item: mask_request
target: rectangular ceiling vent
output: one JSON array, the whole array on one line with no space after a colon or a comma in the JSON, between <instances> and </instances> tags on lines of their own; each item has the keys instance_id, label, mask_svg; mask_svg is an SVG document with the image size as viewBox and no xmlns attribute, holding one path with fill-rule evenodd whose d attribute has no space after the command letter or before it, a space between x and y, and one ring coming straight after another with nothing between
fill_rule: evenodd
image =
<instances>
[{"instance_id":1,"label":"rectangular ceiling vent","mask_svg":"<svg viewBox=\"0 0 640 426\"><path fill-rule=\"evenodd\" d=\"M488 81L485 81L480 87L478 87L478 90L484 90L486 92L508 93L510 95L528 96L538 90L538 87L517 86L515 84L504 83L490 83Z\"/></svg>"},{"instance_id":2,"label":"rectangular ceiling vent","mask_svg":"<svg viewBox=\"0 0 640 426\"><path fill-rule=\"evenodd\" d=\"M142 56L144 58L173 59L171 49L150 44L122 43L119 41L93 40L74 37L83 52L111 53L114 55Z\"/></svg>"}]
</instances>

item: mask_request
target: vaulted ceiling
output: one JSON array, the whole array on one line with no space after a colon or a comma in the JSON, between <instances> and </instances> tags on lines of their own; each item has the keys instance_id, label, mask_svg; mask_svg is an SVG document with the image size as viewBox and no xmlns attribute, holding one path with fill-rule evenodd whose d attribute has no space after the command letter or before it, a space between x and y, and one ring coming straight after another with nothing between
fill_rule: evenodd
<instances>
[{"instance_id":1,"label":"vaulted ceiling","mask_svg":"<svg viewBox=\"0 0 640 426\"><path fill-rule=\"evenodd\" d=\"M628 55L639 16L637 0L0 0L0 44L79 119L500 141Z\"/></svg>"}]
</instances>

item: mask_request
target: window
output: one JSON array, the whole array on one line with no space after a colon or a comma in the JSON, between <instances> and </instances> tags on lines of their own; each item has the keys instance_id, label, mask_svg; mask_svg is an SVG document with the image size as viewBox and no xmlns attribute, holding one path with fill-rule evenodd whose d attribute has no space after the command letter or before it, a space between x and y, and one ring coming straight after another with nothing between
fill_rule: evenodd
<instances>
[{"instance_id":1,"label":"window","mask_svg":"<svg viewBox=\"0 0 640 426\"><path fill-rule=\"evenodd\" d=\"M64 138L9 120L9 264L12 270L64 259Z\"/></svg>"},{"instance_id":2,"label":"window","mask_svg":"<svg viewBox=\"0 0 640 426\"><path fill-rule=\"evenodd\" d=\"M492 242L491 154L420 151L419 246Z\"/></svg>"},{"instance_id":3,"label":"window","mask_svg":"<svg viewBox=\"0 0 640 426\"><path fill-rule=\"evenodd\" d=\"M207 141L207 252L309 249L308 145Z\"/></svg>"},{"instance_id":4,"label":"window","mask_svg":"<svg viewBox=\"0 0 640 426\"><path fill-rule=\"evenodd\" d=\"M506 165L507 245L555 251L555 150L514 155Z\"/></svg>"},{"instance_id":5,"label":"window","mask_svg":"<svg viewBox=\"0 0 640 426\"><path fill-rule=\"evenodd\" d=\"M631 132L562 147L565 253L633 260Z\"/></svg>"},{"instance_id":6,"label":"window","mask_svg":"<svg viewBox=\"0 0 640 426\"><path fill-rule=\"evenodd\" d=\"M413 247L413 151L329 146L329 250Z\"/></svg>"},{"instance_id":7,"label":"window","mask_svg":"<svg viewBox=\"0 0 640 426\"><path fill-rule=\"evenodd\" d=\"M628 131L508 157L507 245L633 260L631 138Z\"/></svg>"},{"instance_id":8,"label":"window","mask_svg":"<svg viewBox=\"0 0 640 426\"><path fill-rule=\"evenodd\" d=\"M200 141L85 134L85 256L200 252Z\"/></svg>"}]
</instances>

Written exercise
Please reproduce all of the rows above word for word, changing nothing.

The output
item: mask_request
target: rectangular ceiling vent
output: one JSON array, the whole array on one line with no space after a colon or a comma in the JSON, between <instances> and </instances> tags on lines of their own; each item has the keys instance_id, label, mask_svg; mask_svg is an SVG document with the image size as viewBox and no xmlns attribute, holding one path with fill-rule evenodd whose d attribute has no space after the command letter or before it, a space between x and y, and one ring coming straight after another with nothing between
fill_rule: evenodd
image =
<instances>
[{"instance_id":1,"label":"rectangular ceiling vent","mask_svg":"<svg viewBox=\"0 0 640 426\"><path fill-rule=\"evenodd\" d=\"M488 81L485 81L480 87L478 87L478 90L484 90L486 92L508 93L510 95L528 96L538 90L538 87L517 86L515 84L504 83L490 83Z\"/></svg>"},{"instance_id":2,"label":"rectangular ceiling vent","mask_svg":"<svg viewBox=\"0 0 640 426\"><path fill-rule=\"evenodd\" d=\"M142 56L144 58L173 59L171 49L150 44L122 43L119 41L93 40L74 37L83 52L111 53L114 55Z\"/></svg>"}]
</instances>

item: mask_request
target: vaulted ceiling
output: one JSON array, the whole array on one line with no space after a colon or a comma in the JSON, between <instances> and </instances> tags on lines of their own; each item has the keys instance_id, label, mask_svg; mask_svg is an SVG document with the image size as viewBox and no xmlns attribute, holding one path with fill-rule evenodd whose d attribute has no space after the command letter or before it, a space between x and y, and one ring coming straight after another with nothing between
fill_rule: evenodd
<instances>
[{"instance_id":1,"label":"vaulted ceiling","mask_svg":"<svg viewBox=\"0 0 640 426\"><path fill-rule=\"evenodd\" d=\"M628 55L639 16L637 0L0 0L0 44L79 119L500 141Z\"/></svg>"}]
</instances>

item: mask_request
target: window
output: one JSON array, the whole array on one line with no space after a colon or a comma in the JSON, between <instances> and </instances> tags on lines of their own; each item has the keys instance_id, label, mask_svg; mask_svg is an SVG document with the image size as viewBox and no xmlns attribute, holding one path with fill-rule evenodd whose d attribute has no space after the command letter or before it, a space between x and y, and one ring coming straight after another with nothing between
fill_rule: evenodd
<instances>
[{"instance_id":1,"label":"window","mask_svg":"<svg viewBox=\"0 0 640 426\"><path fill-rule=\"evenodd\" d=\"M64 138L9 120L9 264L12 270L64 259Z\"/></svg>"},{"instance_id":2,"label":"window","mask_svg":"<svg viewBox=\"0 0 640 426\"><path fill-rule=\"evenodd\" d=\"M492 242L491 154L420 151L419 246Z\"/></svg>"},{"instance_id":3,"label":"window","mask_svg":"<svg viewBox=\"0 0 640 426\"><path fill-rule=\"evenodd\" d=\"M207 141L207 252L309 249L308 145Z\"/></svg>"},{"instance_id":4,"label":"window","mask_svg":"<svg viewBox=\"0 0 640 426\"><path fill-rule=\"evenodd\" d=\"M506 165L507 245L555 251L555 150L514 155Z\"/></svg>"},{"instance_id":5,"label":"window","mask_svg":"<svg viewBox=\"0 0 640 426\"><path fill-rule=\"evenodd\" d=\"M631 132L562 147L565 253L633 260Z\"/></svg>"},{"instance_id":6,"label":"window","mask_svg":"<svg viewBox=\"0 0 640 426\"><path fill-rule=\"evenodd\" d=\"M413 247L413 151L329 146L329 250Z\"/></svg>"},{"instance_id":7,"label":"window","mask_svg":"<svg viewBox=\"0 0 640 426\"><path fill-rule=\"evenodd\" d=\"M628 131L508 157L507 245L633 260L631 138Z\"/></svg>"},{"instance_id":8,"label":"window","mask_svg":"<svg viewBox=\"0 0 640 426\"><path fill-rule=\"evenodd\" d=\"M200 141L85 134L85 256L200 252Z\"/></svg>"}]
</instances>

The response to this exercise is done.